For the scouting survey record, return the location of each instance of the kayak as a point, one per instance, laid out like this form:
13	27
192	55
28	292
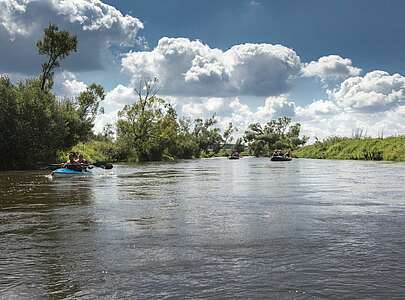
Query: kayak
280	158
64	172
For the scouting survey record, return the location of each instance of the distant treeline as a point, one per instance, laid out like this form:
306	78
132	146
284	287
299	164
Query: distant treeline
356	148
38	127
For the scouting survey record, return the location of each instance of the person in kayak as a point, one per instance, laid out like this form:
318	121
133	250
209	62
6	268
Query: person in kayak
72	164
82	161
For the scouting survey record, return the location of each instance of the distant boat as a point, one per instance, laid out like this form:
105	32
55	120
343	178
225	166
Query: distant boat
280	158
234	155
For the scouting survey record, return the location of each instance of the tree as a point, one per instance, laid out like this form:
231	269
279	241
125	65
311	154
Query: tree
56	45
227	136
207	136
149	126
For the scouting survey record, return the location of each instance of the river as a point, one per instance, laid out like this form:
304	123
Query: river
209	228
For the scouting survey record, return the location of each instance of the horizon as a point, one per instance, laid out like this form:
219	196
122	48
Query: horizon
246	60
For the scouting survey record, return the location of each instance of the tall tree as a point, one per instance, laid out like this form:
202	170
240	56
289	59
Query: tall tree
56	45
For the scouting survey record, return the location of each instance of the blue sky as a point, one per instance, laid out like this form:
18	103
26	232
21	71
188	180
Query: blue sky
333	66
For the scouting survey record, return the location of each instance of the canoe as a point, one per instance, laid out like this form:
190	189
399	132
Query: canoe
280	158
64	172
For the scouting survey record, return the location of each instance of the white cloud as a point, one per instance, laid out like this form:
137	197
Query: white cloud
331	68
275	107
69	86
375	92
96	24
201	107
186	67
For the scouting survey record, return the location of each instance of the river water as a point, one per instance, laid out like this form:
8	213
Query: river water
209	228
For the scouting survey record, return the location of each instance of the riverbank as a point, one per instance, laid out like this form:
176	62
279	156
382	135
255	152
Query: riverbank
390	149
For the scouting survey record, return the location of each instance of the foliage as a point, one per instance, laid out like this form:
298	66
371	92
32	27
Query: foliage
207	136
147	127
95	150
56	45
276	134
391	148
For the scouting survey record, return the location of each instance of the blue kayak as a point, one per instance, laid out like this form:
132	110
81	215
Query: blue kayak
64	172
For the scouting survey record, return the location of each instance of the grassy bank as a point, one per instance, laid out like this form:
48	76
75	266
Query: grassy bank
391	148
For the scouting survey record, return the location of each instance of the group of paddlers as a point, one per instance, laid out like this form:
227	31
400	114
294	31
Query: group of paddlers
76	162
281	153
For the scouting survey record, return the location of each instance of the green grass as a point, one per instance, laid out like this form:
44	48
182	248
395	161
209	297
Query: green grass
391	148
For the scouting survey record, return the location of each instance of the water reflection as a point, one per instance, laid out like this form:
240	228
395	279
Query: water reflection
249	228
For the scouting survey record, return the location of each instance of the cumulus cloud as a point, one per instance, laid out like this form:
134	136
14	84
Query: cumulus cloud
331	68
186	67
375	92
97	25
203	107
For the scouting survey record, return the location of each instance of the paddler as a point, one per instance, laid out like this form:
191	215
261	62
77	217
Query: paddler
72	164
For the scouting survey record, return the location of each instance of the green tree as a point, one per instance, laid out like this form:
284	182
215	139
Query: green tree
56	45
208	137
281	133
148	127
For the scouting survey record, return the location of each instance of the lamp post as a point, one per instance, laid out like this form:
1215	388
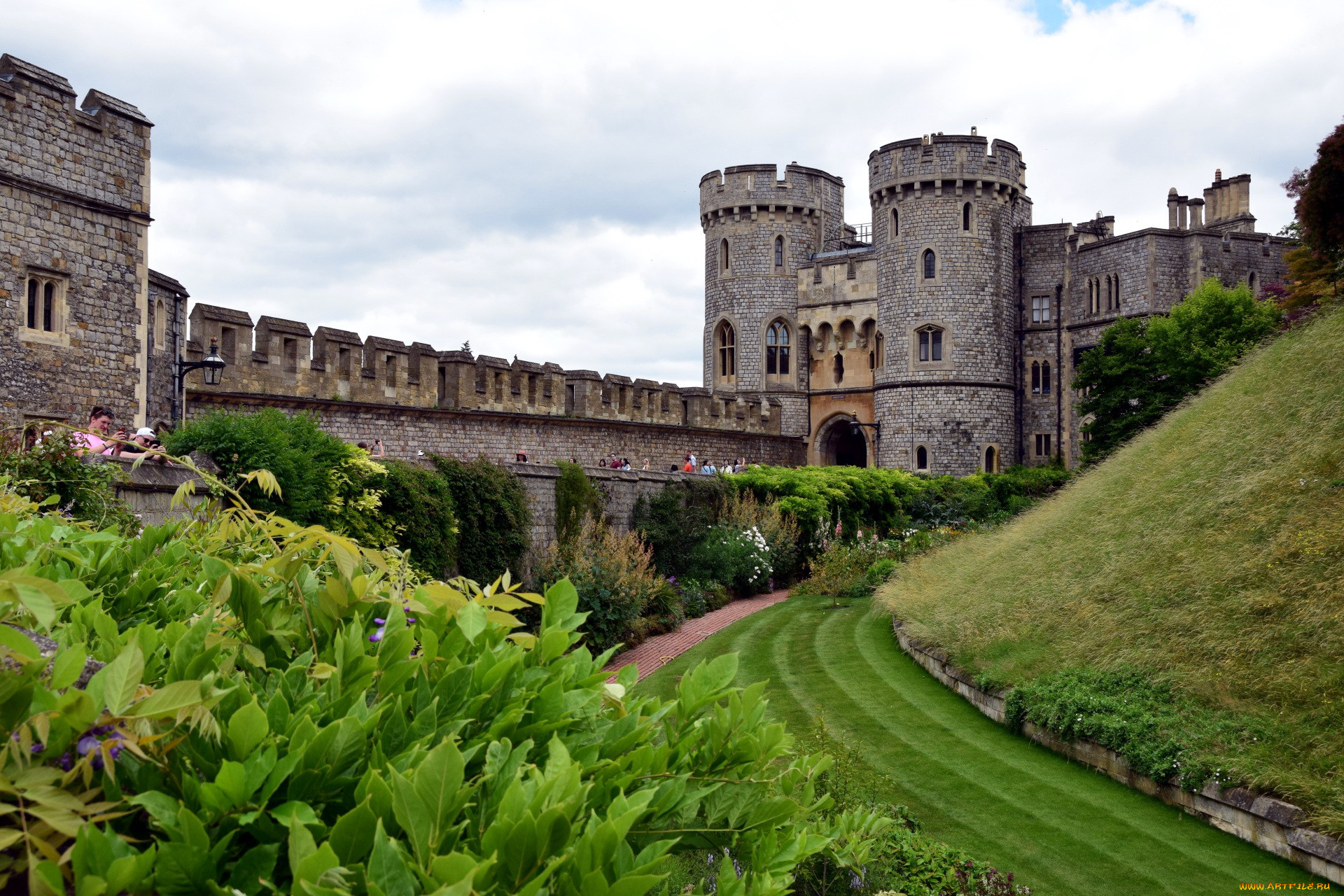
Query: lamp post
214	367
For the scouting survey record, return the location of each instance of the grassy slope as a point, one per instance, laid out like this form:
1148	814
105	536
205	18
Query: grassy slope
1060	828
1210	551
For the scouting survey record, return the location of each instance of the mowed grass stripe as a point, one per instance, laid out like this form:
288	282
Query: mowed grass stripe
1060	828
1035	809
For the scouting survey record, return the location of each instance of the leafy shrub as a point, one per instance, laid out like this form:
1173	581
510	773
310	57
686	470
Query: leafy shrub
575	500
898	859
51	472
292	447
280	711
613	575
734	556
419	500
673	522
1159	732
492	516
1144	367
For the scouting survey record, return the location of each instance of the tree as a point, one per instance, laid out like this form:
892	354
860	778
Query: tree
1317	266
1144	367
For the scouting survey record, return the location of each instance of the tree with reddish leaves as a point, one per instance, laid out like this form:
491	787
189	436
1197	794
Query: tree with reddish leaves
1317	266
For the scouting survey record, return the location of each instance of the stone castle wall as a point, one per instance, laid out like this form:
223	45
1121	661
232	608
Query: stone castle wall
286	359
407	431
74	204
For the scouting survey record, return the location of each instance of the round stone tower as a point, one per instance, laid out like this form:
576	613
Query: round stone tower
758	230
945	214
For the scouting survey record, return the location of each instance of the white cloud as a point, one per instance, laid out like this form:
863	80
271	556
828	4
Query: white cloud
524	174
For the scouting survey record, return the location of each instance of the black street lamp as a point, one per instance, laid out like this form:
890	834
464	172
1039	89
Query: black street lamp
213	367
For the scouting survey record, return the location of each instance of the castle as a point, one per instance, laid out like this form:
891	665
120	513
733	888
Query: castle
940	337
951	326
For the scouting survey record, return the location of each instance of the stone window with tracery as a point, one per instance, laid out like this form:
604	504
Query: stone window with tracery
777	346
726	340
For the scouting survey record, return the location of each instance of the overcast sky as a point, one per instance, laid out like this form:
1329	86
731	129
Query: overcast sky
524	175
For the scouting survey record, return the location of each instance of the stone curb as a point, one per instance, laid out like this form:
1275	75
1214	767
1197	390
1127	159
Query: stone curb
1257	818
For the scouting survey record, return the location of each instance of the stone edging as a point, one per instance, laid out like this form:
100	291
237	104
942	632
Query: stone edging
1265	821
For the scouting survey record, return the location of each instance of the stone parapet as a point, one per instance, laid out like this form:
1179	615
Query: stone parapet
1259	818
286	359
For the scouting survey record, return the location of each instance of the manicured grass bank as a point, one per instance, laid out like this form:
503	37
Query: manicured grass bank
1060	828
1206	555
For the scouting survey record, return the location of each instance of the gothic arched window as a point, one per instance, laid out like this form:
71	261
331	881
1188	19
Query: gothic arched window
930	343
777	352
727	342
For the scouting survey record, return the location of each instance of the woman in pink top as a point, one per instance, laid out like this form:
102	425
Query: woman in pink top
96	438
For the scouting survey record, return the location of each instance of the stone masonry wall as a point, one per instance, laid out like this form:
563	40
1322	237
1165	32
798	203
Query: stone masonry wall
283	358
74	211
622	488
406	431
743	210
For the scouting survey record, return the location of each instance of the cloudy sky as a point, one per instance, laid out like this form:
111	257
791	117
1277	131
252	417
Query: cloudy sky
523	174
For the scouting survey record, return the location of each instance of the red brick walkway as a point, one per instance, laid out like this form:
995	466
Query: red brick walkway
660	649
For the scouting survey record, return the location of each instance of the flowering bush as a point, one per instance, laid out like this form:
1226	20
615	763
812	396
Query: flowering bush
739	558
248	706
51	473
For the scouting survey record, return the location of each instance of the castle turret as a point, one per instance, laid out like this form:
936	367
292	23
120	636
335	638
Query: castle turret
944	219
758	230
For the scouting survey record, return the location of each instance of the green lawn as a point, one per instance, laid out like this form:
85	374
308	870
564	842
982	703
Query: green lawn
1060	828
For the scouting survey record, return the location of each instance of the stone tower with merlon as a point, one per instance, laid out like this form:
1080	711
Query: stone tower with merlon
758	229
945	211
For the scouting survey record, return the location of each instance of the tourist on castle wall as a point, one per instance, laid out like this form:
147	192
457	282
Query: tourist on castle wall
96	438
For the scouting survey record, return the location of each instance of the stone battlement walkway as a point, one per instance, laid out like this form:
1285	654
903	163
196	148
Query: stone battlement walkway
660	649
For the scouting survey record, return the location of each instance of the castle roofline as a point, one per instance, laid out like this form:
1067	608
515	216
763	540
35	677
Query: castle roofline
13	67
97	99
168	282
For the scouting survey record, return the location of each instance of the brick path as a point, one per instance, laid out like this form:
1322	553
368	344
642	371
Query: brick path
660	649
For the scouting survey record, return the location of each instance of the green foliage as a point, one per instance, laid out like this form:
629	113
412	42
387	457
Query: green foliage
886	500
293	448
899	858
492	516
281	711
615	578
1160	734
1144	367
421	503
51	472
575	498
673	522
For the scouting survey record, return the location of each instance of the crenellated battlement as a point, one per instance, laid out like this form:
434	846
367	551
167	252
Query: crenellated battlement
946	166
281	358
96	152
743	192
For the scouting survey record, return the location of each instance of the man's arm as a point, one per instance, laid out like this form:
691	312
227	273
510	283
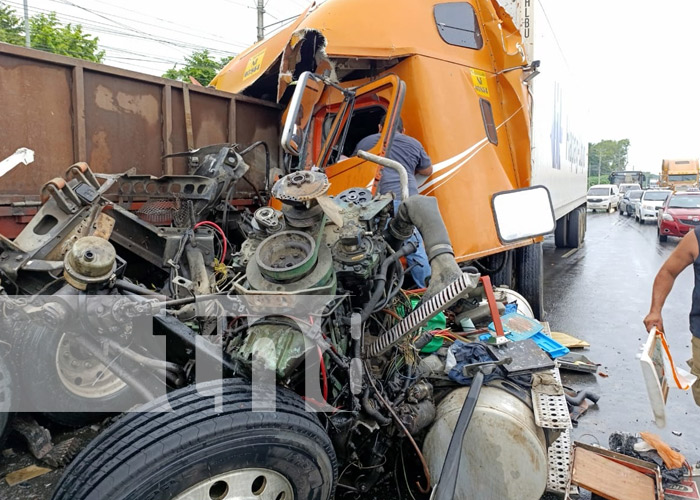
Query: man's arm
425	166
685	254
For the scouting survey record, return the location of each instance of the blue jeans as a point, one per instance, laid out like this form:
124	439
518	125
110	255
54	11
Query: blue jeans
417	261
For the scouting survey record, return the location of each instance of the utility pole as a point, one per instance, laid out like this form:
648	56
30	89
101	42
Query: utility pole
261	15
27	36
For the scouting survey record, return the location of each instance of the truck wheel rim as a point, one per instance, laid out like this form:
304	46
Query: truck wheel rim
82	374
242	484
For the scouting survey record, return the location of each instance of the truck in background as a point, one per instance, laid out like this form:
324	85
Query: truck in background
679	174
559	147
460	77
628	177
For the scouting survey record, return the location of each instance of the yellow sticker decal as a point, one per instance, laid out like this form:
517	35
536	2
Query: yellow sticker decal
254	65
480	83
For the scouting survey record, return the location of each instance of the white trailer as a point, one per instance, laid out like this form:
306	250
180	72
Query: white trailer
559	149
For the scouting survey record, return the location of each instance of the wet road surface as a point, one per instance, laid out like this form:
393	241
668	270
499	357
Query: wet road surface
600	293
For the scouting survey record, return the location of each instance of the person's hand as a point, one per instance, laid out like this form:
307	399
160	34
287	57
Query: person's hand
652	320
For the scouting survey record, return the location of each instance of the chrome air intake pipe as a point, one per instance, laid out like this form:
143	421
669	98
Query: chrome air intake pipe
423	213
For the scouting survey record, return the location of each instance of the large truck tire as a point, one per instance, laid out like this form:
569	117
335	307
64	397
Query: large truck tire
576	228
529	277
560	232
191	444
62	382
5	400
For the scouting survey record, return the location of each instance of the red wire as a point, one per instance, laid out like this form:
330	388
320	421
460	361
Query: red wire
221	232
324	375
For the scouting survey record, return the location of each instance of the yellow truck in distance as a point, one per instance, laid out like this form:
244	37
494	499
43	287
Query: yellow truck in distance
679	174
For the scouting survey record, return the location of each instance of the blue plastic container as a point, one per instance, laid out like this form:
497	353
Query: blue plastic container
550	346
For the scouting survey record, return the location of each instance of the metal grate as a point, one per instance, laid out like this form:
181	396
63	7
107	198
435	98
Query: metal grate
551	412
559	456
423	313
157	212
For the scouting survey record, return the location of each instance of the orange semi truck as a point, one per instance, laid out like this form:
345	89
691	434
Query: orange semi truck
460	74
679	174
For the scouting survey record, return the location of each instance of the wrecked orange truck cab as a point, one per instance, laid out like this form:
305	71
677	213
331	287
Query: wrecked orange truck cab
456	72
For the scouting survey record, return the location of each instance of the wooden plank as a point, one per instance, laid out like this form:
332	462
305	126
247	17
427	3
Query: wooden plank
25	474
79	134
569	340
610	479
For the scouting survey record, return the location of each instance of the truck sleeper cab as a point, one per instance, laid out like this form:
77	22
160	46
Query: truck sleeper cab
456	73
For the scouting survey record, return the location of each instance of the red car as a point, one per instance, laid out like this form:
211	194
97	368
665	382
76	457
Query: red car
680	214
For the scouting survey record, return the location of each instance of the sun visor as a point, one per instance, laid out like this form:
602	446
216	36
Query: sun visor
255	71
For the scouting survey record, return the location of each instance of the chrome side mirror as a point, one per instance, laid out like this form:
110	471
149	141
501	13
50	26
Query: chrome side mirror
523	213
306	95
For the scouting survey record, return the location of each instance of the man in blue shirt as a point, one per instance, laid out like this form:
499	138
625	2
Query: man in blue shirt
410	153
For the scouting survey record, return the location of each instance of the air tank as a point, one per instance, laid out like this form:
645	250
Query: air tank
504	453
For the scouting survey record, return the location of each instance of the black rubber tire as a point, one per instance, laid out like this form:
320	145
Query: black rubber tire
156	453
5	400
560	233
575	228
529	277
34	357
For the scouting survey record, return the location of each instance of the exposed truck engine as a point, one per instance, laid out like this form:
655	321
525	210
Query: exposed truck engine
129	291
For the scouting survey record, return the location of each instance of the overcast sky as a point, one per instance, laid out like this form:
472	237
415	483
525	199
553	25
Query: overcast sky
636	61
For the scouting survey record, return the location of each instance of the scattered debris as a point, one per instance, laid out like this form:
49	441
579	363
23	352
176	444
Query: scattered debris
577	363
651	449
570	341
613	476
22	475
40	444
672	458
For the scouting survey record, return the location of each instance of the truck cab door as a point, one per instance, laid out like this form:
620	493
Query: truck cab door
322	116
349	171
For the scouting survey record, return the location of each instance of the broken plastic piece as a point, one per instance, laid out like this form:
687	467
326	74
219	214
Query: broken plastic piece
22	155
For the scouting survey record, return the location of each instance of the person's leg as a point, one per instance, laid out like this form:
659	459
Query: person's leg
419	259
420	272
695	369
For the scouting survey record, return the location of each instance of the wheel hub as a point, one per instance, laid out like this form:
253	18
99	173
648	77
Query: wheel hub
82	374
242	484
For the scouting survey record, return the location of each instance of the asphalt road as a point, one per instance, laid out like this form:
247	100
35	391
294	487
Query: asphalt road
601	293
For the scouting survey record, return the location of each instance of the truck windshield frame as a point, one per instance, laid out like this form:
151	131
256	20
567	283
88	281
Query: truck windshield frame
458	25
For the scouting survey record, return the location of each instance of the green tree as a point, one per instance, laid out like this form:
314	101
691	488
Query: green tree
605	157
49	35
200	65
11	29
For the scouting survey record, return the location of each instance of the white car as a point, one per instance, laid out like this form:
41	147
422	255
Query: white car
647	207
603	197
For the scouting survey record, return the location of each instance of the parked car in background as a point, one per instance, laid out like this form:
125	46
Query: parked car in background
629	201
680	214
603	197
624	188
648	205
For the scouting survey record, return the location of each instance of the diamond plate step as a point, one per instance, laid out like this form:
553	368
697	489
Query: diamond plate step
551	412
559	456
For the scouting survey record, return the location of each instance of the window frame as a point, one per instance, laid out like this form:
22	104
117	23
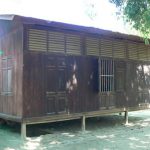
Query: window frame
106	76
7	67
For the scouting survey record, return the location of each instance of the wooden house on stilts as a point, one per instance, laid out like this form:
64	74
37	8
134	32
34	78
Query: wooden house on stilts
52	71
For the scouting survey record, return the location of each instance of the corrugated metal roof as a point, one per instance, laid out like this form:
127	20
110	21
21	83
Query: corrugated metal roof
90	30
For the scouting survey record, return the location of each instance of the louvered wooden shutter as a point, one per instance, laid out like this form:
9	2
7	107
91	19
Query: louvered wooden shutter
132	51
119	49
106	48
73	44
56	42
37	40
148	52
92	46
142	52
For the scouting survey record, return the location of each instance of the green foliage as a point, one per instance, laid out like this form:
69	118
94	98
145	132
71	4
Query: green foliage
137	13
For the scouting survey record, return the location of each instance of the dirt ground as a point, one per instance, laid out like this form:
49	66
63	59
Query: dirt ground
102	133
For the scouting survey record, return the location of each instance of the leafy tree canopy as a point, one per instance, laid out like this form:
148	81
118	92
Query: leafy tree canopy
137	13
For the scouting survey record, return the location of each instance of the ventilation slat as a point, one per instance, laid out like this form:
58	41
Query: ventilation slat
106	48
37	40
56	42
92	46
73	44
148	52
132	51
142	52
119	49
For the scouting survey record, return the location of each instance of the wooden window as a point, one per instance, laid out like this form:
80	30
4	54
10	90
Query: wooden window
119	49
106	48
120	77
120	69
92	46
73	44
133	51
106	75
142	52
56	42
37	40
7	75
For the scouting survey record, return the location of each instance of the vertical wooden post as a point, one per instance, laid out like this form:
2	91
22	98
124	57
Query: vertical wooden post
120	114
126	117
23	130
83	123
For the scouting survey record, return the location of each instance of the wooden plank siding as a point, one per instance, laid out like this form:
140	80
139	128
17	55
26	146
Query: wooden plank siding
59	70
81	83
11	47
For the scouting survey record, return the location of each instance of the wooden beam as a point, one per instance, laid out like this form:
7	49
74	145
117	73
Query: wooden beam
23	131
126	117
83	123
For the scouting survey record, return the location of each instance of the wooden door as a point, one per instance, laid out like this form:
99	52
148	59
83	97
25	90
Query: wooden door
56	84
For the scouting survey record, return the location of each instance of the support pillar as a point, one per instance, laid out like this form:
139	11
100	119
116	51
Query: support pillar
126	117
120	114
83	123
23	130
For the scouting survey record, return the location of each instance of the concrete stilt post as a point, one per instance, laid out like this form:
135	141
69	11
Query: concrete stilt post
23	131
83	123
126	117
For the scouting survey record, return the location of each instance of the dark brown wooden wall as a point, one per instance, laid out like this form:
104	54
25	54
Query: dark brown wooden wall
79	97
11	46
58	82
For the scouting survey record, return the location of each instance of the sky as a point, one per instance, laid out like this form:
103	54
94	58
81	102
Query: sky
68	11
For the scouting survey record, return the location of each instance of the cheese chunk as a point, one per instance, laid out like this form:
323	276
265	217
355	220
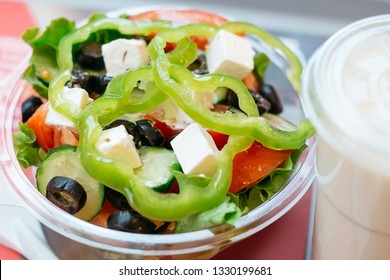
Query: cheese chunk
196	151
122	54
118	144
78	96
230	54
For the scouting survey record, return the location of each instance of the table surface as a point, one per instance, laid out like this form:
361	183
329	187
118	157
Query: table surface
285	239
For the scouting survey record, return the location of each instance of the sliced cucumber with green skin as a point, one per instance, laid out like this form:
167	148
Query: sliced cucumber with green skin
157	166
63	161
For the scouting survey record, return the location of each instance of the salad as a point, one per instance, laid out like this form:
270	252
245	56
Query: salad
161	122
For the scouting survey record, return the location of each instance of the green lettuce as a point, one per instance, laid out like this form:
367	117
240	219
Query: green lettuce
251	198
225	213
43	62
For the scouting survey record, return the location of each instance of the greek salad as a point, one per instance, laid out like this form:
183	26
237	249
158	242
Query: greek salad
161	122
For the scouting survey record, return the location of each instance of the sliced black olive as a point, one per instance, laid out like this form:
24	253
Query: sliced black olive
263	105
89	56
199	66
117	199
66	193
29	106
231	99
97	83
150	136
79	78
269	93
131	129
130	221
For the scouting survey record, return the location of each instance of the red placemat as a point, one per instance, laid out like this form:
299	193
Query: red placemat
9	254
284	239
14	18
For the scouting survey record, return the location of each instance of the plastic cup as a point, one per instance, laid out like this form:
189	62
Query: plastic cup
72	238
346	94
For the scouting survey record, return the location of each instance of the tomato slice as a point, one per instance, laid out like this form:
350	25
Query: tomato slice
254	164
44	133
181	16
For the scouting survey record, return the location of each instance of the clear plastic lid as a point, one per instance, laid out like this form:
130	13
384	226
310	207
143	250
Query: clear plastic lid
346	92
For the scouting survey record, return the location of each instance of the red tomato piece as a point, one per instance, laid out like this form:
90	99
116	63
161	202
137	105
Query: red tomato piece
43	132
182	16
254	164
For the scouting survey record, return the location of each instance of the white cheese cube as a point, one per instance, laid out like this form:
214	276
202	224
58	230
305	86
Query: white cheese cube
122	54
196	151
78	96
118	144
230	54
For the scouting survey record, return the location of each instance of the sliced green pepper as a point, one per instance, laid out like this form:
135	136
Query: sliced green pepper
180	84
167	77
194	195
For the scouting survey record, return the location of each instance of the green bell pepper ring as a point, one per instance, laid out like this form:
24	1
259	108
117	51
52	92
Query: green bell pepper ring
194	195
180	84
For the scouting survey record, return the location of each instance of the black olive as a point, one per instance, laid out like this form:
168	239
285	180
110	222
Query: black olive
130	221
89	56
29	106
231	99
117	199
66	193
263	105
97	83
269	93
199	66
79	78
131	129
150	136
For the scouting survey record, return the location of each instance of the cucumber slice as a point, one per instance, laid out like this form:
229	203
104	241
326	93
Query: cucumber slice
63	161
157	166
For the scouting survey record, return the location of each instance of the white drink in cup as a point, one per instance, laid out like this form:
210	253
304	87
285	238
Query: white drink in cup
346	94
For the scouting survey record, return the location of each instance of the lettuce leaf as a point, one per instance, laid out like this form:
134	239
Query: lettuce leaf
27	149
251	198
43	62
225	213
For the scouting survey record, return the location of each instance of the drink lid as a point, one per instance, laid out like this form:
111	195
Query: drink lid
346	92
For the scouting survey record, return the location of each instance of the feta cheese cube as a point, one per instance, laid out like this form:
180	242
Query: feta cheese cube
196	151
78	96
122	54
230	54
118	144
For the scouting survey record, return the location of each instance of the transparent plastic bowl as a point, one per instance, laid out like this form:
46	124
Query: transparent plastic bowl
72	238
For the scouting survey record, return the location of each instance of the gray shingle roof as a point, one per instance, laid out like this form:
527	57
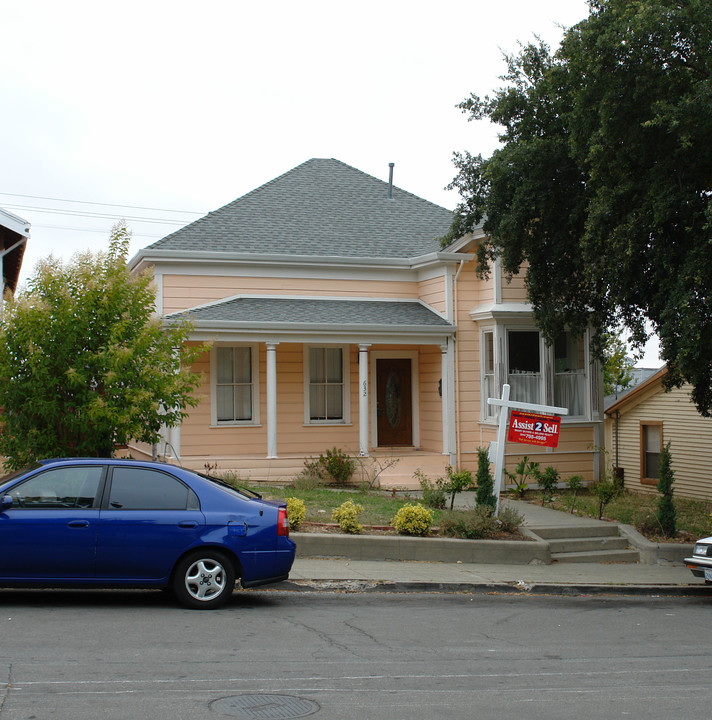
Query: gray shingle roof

_____

Skip the pictures and write out exactly the lines from the line containing "of the feta" through the end of the listing above.

**Response to this task**
For the scouting survey record, return the location of each instance of the feta cheese cube as a point, one per instance, laid out like this form:
180	242
Query: feta cheese cube
196	151
78	96
122	54
230	54
118	144
For the scouting survey record, return the location of each instance of the transparent plastic bowl as a point, one per instance, laid out like this form:
46	124
Query: transparent plastic bowl
72	238
For the scouting survey record, return the location of each instance of the gray shingle roof as a point, one per instance, laid out like this form:
527	57
Query: gray shingle roof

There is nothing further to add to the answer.